Your instructions> Copy the records below exactly, leaving out every picture.

Provided entries>

********

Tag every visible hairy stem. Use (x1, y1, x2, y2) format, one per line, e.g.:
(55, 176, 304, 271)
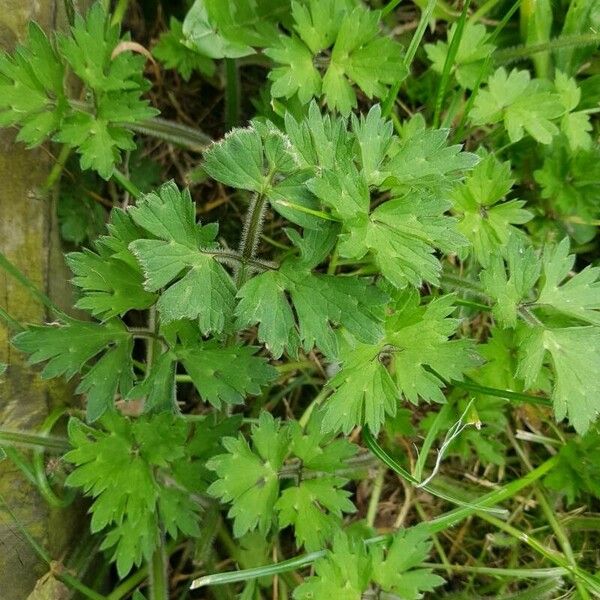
(236, 187, 272, 288)
(125, 116, 212, 152)
(495, 33, 600, 65)
(0, 429, 70, 452)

********

Expected output>
Tag every visible hairy stem. Use (x1, y1, x2, y2) format, one per line, e.g.:
(55, 176, 304, 271)
(236, 187, 272, 288)
(125, 116, 212, 152)
(495, 33, 600, 65)
(0, 429, 70, 452)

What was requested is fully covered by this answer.